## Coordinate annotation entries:
-- Start --
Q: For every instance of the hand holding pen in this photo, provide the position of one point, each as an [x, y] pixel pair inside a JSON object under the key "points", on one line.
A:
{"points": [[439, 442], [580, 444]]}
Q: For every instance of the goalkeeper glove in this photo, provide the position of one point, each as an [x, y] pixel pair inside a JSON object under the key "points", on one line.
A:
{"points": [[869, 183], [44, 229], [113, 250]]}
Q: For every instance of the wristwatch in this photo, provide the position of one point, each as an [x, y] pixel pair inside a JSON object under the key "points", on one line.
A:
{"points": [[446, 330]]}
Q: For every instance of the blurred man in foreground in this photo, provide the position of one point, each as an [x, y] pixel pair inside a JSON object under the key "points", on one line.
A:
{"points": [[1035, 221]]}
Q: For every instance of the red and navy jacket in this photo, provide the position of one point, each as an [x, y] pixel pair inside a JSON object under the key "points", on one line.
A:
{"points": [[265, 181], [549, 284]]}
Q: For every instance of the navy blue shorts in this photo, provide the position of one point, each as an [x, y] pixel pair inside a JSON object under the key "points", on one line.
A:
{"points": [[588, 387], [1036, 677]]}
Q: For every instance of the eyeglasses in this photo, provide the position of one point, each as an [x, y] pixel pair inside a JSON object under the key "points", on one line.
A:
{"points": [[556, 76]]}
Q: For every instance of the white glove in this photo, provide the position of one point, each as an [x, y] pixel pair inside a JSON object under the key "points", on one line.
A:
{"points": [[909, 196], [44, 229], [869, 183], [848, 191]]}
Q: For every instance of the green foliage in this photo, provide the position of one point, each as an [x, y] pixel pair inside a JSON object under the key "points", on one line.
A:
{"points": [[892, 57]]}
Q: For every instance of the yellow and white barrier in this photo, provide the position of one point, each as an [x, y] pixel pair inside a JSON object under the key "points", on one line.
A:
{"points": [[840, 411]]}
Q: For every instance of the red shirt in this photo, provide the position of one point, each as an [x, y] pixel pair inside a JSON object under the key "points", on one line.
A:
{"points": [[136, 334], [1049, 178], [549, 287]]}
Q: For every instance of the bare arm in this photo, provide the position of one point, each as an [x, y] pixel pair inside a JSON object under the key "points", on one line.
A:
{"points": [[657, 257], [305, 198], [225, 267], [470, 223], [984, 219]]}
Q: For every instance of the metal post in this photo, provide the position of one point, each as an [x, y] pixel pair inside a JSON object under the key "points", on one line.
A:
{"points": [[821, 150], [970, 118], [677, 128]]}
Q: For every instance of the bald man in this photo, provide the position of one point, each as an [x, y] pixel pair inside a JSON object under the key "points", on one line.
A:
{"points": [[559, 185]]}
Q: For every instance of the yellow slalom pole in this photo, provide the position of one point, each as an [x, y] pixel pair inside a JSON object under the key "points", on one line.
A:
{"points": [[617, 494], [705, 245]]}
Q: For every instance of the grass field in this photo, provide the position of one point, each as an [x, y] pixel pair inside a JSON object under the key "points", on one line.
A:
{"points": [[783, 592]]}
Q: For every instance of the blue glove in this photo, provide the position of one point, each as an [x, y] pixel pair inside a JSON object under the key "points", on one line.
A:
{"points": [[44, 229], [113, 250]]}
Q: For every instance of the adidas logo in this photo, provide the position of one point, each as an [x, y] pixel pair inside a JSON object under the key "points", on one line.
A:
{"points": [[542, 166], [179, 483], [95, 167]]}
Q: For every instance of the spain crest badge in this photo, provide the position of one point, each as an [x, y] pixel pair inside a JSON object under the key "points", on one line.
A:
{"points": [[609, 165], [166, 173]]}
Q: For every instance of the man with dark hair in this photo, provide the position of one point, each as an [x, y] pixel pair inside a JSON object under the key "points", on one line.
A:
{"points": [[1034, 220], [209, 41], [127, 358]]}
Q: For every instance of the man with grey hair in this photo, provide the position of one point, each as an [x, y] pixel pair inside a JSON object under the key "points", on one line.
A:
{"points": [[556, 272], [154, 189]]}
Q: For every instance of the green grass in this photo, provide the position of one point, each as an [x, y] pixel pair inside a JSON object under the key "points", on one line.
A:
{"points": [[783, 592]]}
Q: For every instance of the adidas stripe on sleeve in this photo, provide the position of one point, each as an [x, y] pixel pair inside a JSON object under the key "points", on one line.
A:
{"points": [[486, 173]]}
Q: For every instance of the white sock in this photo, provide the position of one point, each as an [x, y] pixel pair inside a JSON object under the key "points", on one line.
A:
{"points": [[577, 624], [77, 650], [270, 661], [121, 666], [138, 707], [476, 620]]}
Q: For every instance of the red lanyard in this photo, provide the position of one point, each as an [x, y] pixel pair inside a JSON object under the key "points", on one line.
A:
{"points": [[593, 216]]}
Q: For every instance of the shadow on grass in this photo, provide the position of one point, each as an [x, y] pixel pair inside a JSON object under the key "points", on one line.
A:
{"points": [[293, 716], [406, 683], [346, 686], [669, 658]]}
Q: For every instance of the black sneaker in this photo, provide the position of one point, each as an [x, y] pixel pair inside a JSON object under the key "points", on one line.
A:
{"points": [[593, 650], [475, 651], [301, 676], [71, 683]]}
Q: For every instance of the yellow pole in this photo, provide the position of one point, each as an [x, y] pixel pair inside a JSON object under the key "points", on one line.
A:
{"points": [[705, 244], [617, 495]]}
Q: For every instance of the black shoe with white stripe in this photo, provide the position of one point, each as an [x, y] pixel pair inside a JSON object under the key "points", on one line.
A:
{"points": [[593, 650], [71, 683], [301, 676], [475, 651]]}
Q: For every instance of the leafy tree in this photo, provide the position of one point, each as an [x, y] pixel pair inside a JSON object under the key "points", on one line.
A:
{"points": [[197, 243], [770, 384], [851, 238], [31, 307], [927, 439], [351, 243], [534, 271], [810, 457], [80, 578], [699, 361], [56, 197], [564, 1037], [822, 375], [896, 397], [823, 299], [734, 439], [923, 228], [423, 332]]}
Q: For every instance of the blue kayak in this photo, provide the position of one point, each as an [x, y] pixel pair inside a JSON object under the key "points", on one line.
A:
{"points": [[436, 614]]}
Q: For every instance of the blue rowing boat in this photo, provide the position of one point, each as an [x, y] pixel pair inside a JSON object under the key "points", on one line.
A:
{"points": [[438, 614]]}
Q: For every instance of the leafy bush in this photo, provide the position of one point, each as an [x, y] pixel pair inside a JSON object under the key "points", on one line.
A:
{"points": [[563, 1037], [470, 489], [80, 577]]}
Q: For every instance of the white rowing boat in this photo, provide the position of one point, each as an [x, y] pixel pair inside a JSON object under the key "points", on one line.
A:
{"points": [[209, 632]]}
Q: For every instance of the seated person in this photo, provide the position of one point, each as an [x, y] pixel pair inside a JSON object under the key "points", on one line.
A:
-- End --
## TASK GOAL:
All of the records must be retyped exactly as they are.

## CORRECT OUTPUT:
Q: For every instance of the hand holding pen in this photo, provide the position of one point, each as an [x, y] pixel pair inside a JSON object under the key "points", on one line.
A:
{"points": [[439, 442], [580, 444]]}
Q: For every instance of the goalkeeper glove in this photo, provide the position of one point, each as an [x, y] pixel pair inside a JSON object under the key "points", on one line.
A:
{"points": [[869, 183], [44, 229], [113, 250]]}
Q: For every instance of the wristwatch in this photo, provide the position of one point, each as an [x, y] pixel pair inside a JSON object under the key "points", on one line.
A:
{"points": [[446, 330]]}
Q: For every instance of the blurred man in foreground in this photo, provide the position of one point, each as an [x, y] pixel pair inside a JSON object under the key "points", on one line.
A:
{"points": [[1035, 221]]}
Q: For every instance of the red and navy jacket in this photo, provide the position of one point, each as an [x, y] pixel pair inside a JSON object under the key "points", on one line.
A:
{"points": [[265, 181], [549, 284]]}
Q: For every instance of the navy blue shorts in this photo, provide the position of one point, each as an [x, y] pixel pair inside a JSON object under the key "points", on one line.
A:
{"points": [[588, 387], [1036, 677]]}
Q: For every instance of the eyeglasses in this photo, provide the position of one point, each as an [x, y] pixel pair inside a JSON object under the key "points", on one line.
A:
{"points": [[556, 76]]}
Q: For every instance of the white glove in this photo, provide the position of one point, each as an [x, y] pixel pair inside a JSON object under the key "points", on one line.
A:
{"points": [[909, 196], [44, 229], [869, 183], [848, 191]]}
Q: For every instance of the green foliage in this photo, provide the position of one point, each as an [x, y] pixel pair inside a JSON object under the key "points", on one line.
A:
{"points": [[892, 57]]}
Q: For every instance of the yellow and white barrier in this photo, provide the position of one point, each as an [x, y] pixel pair inside a JSON object under the key "points", on one line.
A:
{"points": [[840, 411]]}
Q: For every instance of the red shirt in this photo, provide the position of one point, each as an [x, y] pixel pair inside a JSON object under the key "points", on one line.
A:
{"points": [[136, 334], [1049, 178], [549, 287]]}
Q: For every instance of the bare arm in this photo, provide the position of one point, each as an [x, y] pixel pair inside a JSON object under the key "points", on one line.
A:
{"points": [[657, 257], [305, 198], [225, 267], [470, 223], [984, 219]]}
Q: For every instance of the metal post in this photo, provide the position of one point, each as an [x, y] pixel pair inside a JSON object under the key "points", on one line.
A:
{"points": [[821, 150], [970, 118], [677, 128]]}
Q: For every instance of the bald man in this photo, provide the position of one point, each as an [x, y] pixel pair inside a JSON object under the key "points", on one line.
A:
{"points": [[559, 185]]}
Q: For every instance of the yellow slalom pole in this photo, provide the position of one point, each as an [x, y] pixel pair inside a JSON object under the key "points", on one line.
A:
{"points": [[617, 494], [705, 245]]}
Q: For every instance of the grass field in this photo, provide the position of one point, each as an [x, y] pixel pair inside a JSON object under the key "points", on one line.
A:
{"points": [[783, 592]]}
Q: For every instance of the blue glove in this photo, provide the position of one point, each as an [x, y] pixel pair inside a JSON object under the key "points", on one line.
A:
{"points": [[44, 229], [113, 250]]}
Q: For every instance of the adidas logo in this photo, provide the position of one point, each as an [x, y] pixel pair inside a JSON object under the key "points", on one line.
A:
{"points": [[542, 166], [179, 483], [95, 167]]}
Q: For every instance of the spain crest badge in this photo, provide the position of one point, each as an [x, y] pixel pair inside a JSON object under the key "points", on one line.
A:
{"points": [[609, 165], [166, 173]]}
Q: For every instance of the man with dark hair in this photo, provide the position of one point, each as an [x, y] pixel pair inside a JSON object under the key "points", on one line.
A:
{"points": [[1034, 220], [209, 41], [127, 358]]}
Q: For every instance of the man with grey hair in this photo, provide the position of one point, each as an [x, y] pixel pair inside a JSON object under the key "points", on one line.
A:
{"points": [[556, 272], [154, 189]]}
Q: For every instance of the green grass in this photo, provide the position of one point, each as an [x, y] pixel pair inside a JSON object under the key "points", on one line.
A:
{"points": [[783, 592]]}
Q: For every instance of the adidas stripe on sleeve in this photo, provide the position of one point, each as an [x, y] pixel pair inside a JSON object under the key "points", on one line.
A:
{"points": [[486, 173]]}
Q: For every instance of the white sock in this photo, provide the position of one point, each as an [x, y] pixel pair inside a JSON object under the key "points", on one line.
A:
{"points": [[577, 624], [77, 650], [270, 661], [121, 666], [138, 707], [476, 620]]}
Q: For every instance of the red lanyard in this photo, provide the position of one point, each as an [x, y] pixel pair inside a JSON object under the key "points", on one line.
A:
{"points": [[593, 216]]}
Q: For every instance of the shadow on grass in this photo, provide the position of one point, each as an [x, y] pixel pair inside a JSON object under the key "points", on one line.
A:
{"points": [[293, 716], [406, 683], [346, 686], [669, 658]]}
Q: For every instance of the black sneaker in this photo, provide the position of one point, each as an [x, y] pixel pair inside a JSON object under the key "points", on one line.
A:
{"points": [[593, 650], [475, 651], [301, 676], [71, 683]]}
Q: For every instance of the yellow pole in this photo, provide the position of one point, each as an [x, y] pixel pair inside a JSON object under the key "points", on one line.
A:
{"points": [[705, 244], [617, 495]]}
Q: For every instance of the black shoe with white stripe in this photo, provide the position of one point, each as an [x, y] pixel pair inside a JSON object under the key "points", on one line.
A:
{"points": [[593, 650], [71, 683], [301, 676], [475, 651]]}
Q: For every instance of the leafy tree in this photo, provide the position of one point, each as an [x, y] pixel pair inside a JSON object under the key "points", on one line.
A:
{"points": [[197, 243], [770, 384], [851, 238], [31, 307], [927, 439], [351, 243], [534, 271], [810, 457], [80, 578], [699, 361], [56, 197], [564, 1037], [822, 375], [896, 397], [823, 299], [734, 439], [923, 228], [423, 332]]}
Q: For every instance of the blue kayak in this photo, provide the position of one point, each as an [x, y] pixel pair inside a JSON object under the key "points", on one line.
A:
{"points": [[436, 614]]}
Q: For every instance of the blue rowing boat in this photo, provide the position of one point, each as an [x, y] pixel pair inside a JSON object under the key "points", on one line.
A:
{"points": [[438, 614]]}
Q: For every instance of the leafy bush in this photo, provide the position of one point, each as an [x, y] pixel pair inside a JSON object under the key "points", on one line.
A:
{"points": [[563, 1037], [470, 489], [80, 577]]}
Q: For every instance of the white rowing boat in this photo, provide the position of one point, each as an [x, y] pixel pair inside a JSON object under the key "points", on one line.
A:
{"points": [[209, 632]]}
Q: For every instance of the seated person in this photo, provide the position of one point, each as an [x, y] pixel pair inside a JSON object under the key "points", on one line.
A:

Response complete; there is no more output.